● What needs to be done: Only the lines from the one containing "of the wicker" through the last line of the entries are wanted. Transcribe them exactly.
::: Given records :::
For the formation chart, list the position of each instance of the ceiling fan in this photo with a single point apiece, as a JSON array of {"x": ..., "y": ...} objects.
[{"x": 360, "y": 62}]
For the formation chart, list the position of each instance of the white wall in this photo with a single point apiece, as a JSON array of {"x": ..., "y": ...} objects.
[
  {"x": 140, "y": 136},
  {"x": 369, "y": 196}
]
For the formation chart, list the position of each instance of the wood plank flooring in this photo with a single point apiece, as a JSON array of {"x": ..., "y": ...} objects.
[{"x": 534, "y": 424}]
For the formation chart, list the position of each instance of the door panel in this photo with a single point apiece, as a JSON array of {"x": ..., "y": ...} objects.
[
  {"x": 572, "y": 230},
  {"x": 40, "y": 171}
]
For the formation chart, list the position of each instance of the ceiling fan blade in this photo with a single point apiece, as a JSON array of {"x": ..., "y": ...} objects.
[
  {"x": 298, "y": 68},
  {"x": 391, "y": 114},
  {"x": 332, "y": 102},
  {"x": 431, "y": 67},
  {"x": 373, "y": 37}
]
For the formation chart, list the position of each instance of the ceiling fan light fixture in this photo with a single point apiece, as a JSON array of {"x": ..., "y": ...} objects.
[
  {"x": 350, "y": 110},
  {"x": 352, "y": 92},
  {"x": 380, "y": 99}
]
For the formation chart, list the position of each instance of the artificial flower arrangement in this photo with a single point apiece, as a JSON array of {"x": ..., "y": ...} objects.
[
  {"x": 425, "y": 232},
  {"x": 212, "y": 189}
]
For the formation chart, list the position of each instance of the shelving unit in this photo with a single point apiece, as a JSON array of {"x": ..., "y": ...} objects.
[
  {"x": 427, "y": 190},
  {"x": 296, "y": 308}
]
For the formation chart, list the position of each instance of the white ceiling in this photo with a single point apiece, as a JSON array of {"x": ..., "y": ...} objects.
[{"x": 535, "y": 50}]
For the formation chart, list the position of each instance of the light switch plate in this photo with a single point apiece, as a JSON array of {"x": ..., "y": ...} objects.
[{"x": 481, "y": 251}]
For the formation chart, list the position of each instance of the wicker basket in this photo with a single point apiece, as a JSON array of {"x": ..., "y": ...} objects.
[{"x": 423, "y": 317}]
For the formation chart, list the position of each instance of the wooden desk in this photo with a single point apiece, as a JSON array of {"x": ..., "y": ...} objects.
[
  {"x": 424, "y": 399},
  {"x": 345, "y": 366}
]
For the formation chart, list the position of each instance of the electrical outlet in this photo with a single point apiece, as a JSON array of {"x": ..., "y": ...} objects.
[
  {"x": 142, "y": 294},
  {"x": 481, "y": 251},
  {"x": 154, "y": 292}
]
:::
● Solution for this task:
For the formation chart, list the position of each instance of the wicker basket in this photo with a single point apiece, as a JSON array of {"x": ..., "y": ...} objects.
[{"x": 423, "y": 317}]
For the formation chart, list the position of each instance of the wooden desk in this photo with a single point apiece, as a JSON array of {"x": ..., "y": ...} objects.
[
  {"x": 424, "y": 399},
  {"x": 345, "y": 366}
]
For the formation chart, list the position of each instance of the electrical outlet in this photo with a single point apiece, as a JSON array of {"x": ..., "y": ...} objects.
[
  {"x": 142, "y": 294},
  {"x": 481, "y": 251},
  {"x": 154, "y": 292}
]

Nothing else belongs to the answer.